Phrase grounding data
──────────
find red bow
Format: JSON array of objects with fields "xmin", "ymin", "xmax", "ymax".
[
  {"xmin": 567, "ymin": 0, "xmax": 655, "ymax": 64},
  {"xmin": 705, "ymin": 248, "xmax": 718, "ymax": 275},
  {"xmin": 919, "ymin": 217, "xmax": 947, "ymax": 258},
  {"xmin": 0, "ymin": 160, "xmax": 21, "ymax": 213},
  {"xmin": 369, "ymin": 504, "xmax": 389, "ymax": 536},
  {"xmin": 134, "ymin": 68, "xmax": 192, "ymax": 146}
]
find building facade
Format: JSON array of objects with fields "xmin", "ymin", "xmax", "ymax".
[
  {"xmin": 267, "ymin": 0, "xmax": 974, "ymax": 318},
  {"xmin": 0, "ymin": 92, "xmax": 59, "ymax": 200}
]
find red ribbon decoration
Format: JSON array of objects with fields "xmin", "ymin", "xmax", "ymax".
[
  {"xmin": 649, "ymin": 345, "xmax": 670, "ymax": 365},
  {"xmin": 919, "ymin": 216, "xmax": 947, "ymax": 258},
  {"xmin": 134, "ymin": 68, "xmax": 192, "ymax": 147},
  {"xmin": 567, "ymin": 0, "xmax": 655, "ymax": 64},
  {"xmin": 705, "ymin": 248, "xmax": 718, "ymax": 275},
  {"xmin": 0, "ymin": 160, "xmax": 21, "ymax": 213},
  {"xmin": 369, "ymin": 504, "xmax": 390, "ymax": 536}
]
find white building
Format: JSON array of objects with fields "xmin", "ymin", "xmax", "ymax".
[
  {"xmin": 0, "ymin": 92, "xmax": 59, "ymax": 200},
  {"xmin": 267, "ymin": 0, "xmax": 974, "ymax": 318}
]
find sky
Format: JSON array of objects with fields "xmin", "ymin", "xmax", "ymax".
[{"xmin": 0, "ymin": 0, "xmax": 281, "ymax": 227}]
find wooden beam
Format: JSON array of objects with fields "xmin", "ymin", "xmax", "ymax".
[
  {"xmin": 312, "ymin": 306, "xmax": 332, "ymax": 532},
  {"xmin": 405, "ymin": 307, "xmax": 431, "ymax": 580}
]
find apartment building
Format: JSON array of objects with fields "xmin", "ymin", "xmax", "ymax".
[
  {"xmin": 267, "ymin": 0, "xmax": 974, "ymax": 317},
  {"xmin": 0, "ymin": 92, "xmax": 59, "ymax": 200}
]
──────────
What is expected: Please write out the data again exactly as it stands.

Response:
find red bow
Format: JSON array of objects with fields "xmin", "ymin", "xmax", "ymax".
[
  {"xmin": 567, "ymin": 0, "xmax": 655, "ymax": 64},
  {"xmin": 705, "ymin": 248, "xmax": 718, "ymax": 275},
  {"xmin": 919, "ymin": 217, "xmax": 947, "ymax": 258},
  {"xmin": 0, "ymin": 160, "xmax": 21, "ymax": 213},
  {"xmin": 369, "ymin": 504, "xmax": 389, "ymax": 536},
  {"xmin": 134, "ymin": 68, "xmax": 192, "ymax": 146}
]
find building facade
Format: JSON array of objects with fields "xmin", "ymin", "xmax", "ymax".
[
  {"xmin": 267, "ymin": 0, "xmax": 974, "ymax": 318},
  {"xmin": 0, "ymin": 92, "xmax": 59, "ymax": 200}
]
find red ribbon decoration
Format: JSON array of objects with fields "xmin", "ymin", "xmax", "ymax".
[
  {"xmin": 649, "ymin": 345, "xmax": 670, "ymax": 365},
  {"xmin": 919, "ymin": 216, "xmax": 947, "ymax": 258},
  {"xmin": 134, "ymin": 68, "xmax": 192, "ymax": 147},
  {"xmin": 567, "ymin": 0, "xmax": 655, "ymax": 64},
  {"xmin": 705, "ymin": 248, "xmax": 718, "ymax": 275},
  {"xmin": 0, "ymin": 160, "xmax": 21, "ymax": 213},
  {"xmin": 369, "ymin": 504, "xmax": 390, "ymax": 536}
]
find white building
Format: JSON array of objects with fields "xmin", "ymin", "xmax", "ymax".
[
  {"xmin": 0, "ymin": 92, "xmax": 59, "ymax": 200},
  {"xmin": 267, "ymin": 0, "xmax": 974, "ymax": 318}
]
find sky
Format: JSON array of objects with fields "xmin", "ymin", "xmax", "ymax".
[{"xmin": 0, "ymin": 0, "xmax": 281, "ymax": 227}]
find wooden beam
Format: JSON array of objects with fields "xmin", "ymin", "xmax", "ymax".
[
  {"xmin": 312, "ymin": 306, "xmax": 332, "ymax": 532},
  {"xmin": 405, "ymin": 307, "xmax": 431, "ymax": 580}
]
find apartment building
Format: JSON array of objects with fields "xmin", "ymin", "xmax", "ymax".
[
  {"xmin": 267, "ymin": 0, "xmax": 974, "ymax": 317},
  {"xmin": 0, "ymin": 92, "xmax": 59, "ymax": 200}
]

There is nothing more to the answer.